*TO DO*.
A: List the date and time given in every "On ... wrote" line of the email thread about DSS user roles.
B: Please continue the email thread about DSS user roles from the point where it stops.

Hi Prabath,

Sorry I missed the mail, yes it would be great if we can talk about this
further.



On Tue, Sep 22, 2015 at 1:54 AM, Prabath Siriwardena <[email protected]>
wrote:

> Having a direct connection with IS is not mandatory...
>
> The Trusted IdP is a proxy - a representation of the external Identity
> Provider, in DSS itself...
>
> Thanks & regards,
> -Prabath
>
>
> On Mon, Sep 21, 2015 at 1:19 PM, Nuwan Bandara <[email protected]> wrote:
>
>>
>>
>> On Mon, Sep 21, 2015 at 2:31 PM, Prabath Siriwardena <[email protected]>
>> wrote:
>>
>>> If I understand your requirement correctly, this is about a federation
>>> scenario, where users are not under the domain of DSS.
>>>
>>> I guess we need to fix couple of things here..
>>>
>>> When I last looked into DSS - the way the DSS picks the username is from
>>> the UT header - and the DS must be secured with UT to enable RBAC (please
>>> correct me if not).
>>>
>>> There we need to introduce an extension point to provide the username as
>>> well as the roles of the user. And out-of-the-box we can ship UT based
>>> handler (please check how its done in Entitlement mediator in ESB).
>>>
>> In current implementation(which I have suggested above) there is no need
to enable UT, because entire message context is passed to the extension
point where user can extract request headers and use them, So for example,
if we invoke DSS with "X-JWT-Assertion" in the header, we can use the
extension point to extract roles from the jwt.


>>> With that way, irrespective of the the security context, you can find
>>> the user and the roles.
>>>
>>> The above scenario is not just for federation - but for both scenarios.

*DATA SHOWN*.
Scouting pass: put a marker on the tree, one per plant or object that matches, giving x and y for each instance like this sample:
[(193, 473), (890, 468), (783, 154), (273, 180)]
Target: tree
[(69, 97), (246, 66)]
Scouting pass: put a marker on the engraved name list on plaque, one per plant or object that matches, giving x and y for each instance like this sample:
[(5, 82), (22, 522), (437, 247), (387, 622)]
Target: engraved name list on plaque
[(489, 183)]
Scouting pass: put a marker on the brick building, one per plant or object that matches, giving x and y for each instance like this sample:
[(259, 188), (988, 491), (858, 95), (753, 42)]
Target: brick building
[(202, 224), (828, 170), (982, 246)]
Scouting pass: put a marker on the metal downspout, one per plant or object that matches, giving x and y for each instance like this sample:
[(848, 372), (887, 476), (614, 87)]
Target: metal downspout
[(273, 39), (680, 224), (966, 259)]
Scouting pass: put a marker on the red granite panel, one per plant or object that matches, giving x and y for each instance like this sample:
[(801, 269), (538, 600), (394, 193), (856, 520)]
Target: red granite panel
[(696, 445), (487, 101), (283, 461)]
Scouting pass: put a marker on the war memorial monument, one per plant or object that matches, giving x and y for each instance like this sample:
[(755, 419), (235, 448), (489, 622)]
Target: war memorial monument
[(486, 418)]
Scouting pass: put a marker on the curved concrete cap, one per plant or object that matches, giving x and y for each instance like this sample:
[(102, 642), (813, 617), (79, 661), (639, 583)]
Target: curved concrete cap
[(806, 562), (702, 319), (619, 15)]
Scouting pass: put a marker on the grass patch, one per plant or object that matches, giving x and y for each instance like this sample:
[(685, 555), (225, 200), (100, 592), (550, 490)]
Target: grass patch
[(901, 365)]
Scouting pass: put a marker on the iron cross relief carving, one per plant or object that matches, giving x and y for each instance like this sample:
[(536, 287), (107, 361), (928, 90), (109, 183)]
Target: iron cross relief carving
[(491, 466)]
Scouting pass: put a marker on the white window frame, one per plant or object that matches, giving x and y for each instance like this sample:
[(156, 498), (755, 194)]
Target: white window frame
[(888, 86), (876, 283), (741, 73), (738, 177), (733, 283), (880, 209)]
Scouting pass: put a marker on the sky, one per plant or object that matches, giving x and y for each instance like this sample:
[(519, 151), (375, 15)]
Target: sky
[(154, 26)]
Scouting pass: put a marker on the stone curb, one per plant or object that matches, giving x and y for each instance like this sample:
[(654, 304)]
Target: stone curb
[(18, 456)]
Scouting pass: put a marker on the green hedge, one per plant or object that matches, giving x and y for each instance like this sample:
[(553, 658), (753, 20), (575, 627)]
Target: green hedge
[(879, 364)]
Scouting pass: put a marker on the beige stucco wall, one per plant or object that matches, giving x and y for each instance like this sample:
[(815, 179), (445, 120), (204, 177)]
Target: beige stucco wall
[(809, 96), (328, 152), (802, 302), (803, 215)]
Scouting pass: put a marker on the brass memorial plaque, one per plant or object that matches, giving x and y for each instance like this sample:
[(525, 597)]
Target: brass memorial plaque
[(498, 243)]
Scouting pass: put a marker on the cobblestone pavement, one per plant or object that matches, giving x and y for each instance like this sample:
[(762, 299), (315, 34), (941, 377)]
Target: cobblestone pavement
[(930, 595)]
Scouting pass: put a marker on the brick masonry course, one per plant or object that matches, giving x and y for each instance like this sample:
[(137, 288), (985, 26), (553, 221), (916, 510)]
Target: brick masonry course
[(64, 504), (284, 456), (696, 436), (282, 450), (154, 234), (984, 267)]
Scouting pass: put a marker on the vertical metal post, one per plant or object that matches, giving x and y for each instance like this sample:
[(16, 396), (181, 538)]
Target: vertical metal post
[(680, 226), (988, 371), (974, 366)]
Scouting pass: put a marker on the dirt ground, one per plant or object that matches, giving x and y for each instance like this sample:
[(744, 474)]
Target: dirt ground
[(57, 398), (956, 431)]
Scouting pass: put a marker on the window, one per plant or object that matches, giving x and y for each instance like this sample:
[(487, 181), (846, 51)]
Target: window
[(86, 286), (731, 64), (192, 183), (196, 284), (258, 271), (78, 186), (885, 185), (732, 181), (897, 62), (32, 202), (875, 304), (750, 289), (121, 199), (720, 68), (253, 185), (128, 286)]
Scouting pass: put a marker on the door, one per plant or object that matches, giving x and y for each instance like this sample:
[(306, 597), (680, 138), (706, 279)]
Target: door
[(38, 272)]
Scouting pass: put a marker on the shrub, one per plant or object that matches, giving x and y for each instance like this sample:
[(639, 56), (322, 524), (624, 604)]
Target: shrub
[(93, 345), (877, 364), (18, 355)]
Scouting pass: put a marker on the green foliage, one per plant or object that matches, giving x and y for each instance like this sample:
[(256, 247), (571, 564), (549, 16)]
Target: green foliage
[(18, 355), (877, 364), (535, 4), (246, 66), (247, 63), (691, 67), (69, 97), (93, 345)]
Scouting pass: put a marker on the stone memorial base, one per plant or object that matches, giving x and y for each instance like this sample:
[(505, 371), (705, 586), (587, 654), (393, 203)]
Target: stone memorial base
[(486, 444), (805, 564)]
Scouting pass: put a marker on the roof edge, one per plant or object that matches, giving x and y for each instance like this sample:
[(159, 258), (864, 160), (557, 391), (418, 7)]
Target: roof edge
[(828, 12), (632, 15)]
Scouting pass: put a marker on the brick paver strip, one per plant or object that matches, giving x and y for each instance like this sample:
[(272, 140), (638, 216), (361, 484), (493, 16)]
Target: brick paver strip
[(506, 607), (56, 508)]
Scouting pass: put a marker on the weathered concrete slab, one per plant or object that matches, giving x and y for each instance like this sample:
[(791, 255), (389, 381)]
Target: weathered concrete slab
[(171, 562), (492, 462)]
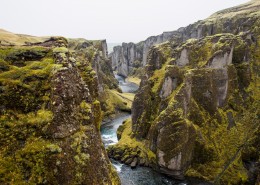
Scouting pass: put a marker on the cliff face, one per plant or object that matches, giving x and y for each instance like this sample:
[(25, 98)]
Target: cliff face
[(196, 112), (123, 57), (107, 92), (50, 117)]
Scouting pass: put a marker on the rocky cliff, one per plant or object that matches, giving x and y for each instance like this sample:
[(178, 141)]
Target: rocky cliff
[(196, 113), (50, 117), (108, 92), (128, 57)]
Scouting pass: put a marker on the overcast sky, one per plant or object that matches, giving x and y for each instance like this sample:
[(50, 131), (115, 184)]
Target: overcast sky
[(114, 20)]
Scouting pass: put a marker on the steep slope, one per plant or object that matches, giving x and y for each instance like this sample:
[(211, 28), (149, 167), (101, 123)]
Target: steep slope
[(8, 38), (50, 118), (196, 113), (108, 92), (129, 57)]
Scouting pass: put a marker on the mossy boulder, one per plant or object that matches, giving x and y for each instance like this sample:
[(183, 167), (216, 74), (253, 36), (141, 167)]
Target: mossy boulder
[(191, 107), (49, 121)]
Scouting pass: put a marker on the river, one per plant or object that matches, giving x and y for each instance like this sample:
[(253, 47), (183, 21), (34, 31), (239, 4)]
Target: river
[(128, 176)]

*RESULTS OF THE EXERCISE*.
A:
- Tue, Sep 22, 2015 at 1:54 AM
- Mon, Sep 21, 2015 at 1:19 PM
- Mon, Sep 21, 2015 at 2:31 PM

B:
>>>
>>> Now - how do we have handle this in a federation scenario - I guess that
>>> is what you try to fix here.
>>>
>>> The runtime behavior won't change from what is described above, even in
>>> the federation case. You pass the security context to the extension and get
>>> back username and the roles, and security context will carry user's roles.
>>>
>>> Now the challenge is at the configuration time. How do find the allowed
>>> roles, in a federation case..?
>>>
>>> This is why we have trusted identity provider feature. In a federation
>>> scenario, you first need to add a trusted identity provider. Each trusted
>>> identity provider defines its own roles - and in DSS wizard you pick the
>>> IdP and the roles associated with it.
>>>
>> For the second point where user may need to get all the roles he can
see(to configure data service) he can point to a third party IDP as you
have mentioned and retrieve the roles from that, For that we passed the
tenant id of the current user to the method. So whoever implement a
extension point can use that info to filter out roles from the third party
IDP as well.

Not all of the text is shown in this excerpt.